[Point localization data]

==========

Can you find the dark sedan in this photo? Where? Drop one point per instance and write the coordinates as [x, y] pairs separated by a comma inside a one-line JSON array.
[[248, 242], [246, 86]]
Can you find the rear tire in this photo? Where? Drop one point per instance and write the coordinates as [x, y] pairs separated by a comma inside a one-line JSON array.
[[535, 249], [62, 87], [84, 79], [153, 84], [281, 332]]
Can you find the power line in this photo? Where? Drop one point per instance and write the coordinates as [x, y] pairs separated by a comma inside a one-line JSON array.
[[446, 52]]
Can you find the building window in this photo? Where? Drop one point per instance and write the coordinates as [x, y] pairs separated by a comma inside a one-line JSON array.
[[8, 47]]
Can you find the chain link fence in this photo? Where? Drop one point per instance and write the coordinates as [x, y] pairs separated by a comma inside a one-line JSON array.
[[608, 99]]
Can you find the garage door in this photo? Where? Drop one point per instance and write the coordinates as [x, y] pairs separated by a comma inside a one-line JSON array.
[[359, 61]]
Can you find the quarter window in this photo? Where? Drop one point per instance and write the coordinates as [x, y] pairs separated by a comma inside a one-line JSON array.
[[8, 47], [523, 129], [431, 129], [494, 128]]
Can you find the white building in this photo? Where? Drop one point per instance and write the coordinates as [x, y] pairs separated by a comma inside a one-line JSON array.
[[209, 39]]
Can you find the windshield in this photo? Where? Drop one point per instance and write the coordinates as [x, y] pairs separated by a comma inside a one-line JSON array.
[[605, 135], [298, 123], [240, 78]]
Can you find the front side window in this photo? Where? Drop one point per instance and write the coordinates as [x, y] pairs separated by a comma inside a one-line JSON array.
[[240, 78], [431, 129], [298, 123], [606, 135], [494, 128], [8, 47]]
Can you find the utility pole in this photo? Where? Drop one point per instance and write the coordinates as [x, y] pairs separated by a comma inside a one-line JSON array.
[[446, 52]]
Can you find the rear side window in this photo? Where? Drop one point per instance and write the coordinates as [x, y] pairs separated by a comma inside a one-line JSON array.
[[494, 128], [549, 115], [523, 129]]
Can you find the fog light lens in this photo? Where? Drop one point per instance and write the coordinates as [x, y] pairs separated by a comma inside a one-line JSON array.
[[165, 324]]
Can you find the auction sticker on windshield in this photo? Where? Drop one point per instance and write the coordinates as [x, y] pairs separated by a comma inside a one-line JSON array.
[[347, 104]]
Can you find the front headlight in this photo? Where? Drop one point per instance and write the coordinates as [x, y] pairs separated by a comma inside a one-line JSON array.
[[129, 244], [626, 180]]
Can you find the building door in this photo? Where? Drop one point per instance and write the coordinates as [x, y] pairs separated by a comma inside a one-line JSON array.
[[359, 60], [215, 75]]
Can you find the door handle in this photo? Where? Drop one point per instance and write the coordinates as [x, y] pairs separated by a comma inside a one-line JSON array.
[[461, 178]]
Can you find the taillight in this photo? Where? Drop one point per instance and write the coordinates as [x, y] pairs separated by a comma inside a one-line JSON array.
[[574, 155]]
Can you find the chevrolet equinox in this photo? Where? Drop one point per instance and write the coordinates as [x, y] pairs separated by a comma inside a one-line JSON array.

==========

WHAT THE TASK ASKS: All of the records above need to be copied exactly.

ANSWER SPACE:
Can you find the dark sedan in this photo? Where? Drop one point per instance and write the coordinates as [x, y] pairs separated by a comma inside a one-line JSON array.
[[248, 242], [246, 86]]
Can you find the rear tire in this photo? Where? Drop one point per instance and write the coordinates as [x, y] pairs separated by a comma inside a one-line JSON array.
[[535, 249], [62, 87], [84, 79], [153, 84], [281, 332]]
Can you find the power line in this photo? Where? Drop one point per instance and write the coordinates as [x, y] pairs separated by a comma inside a one-line JSON array.
[[446, 52]]
Can you find the building window in this photo? Where? Drop one point per instance and write the coordinates as [x, y] pairs separated by a comma inside a one-line JSON array.
[[8, 47]]
Can you find the chain link fence in this photo? Where? Drop one point per instance and write the coordinates as [x, y] pairs separated by a comma inside a one-line JSON array.
[[608, 99]]
Can you find the garage door in this photo? Where? Drop one point per instance and write the coordinates as [x, y] pairs separated by a comma inside a one-line JSON array.
[[359, 61]]
Can you find the quarter window in this photo? Where? Drop one point per instance and write the coordinates as [x, y] pairs separated by a comma inside a one-line JSON array.
[[8, 47], [523, 129], [431, 129], [494, 128]]
Can you find the white building in this photo? Where? Drop one point per instance and write the coordinates as [x, y] pairs separated by a comma inside a one-line JSON array.
[[209, 39]]
Can you find the windshield in this photo? Where? Drop one point per instance and write the coordinates as [x, y] pairs separated by a comma inside a one-line JSON array.
[[605, 135], [298, 123], [240, 78]]
Can you find the front side window in this photo? Where? Drop one point per instance and write the coordinates as [x, y] pairs separated by a comma inside a one-line JSON array.
[[240, 78], [431, 129], [298, 123], [606, 135], [494, 128], [8, 47]]
Can you find the utility pole in this photo? Where? Drop one point per instance and write the coordinates as [x, y] pairs separated by a comma inside a one-line JSON array.
[[446, 52]]
Can you find the rear side window in this photo? Where? Drop one point per instance and write the coordinates as [x, y] pairs separated by a comma inside a one-line JSON array.
[[494, 128], [549, 115], [523, 129]]
Can you find the fog light lens in this photo? Where? Drop one point per instance and write the coordinates as [x, y] pairs separated by a comma inside a one-line JSON array.
[[165, 324]]
Can you find the auction sticker on windshield in this photo? Where? Drop one point per instance and write the coordinates as [x, y] pairs separated by a comma inside a one-line JSON array.
[[347, 104]]
Can you find the front headlight in this photo? Where? Drop one point per instance and write the coordinates as [x, y] pairs separated by a comma inside a one-line JSON array.
[[129, 244], [626, 180]]
Can you find the building door in this photo? Where? Drop one point per instance and write the coordinates as [x, y] pairs separated by a comma inside a one-line JSON array.
[[359, 60], [215, 75]]
Can you find the door handle in this photo? Where? Drop one point per instance and write the coordinates as [x, y] pairs separated by a comma inside a one-line JSON array.
[[461, 178]]
Can you find the taillight in this photo? Where? Drop one point per instance and write the coordinates as [x, y] pairs separated by a comma inside a one-line JSON array.
[[574, 155]]
Can you find the chevrolet equinox in this photo? Where? Drop one point per instance and write the coordinates as [x, y] pairs separated by a comma inside a one-line JSON array.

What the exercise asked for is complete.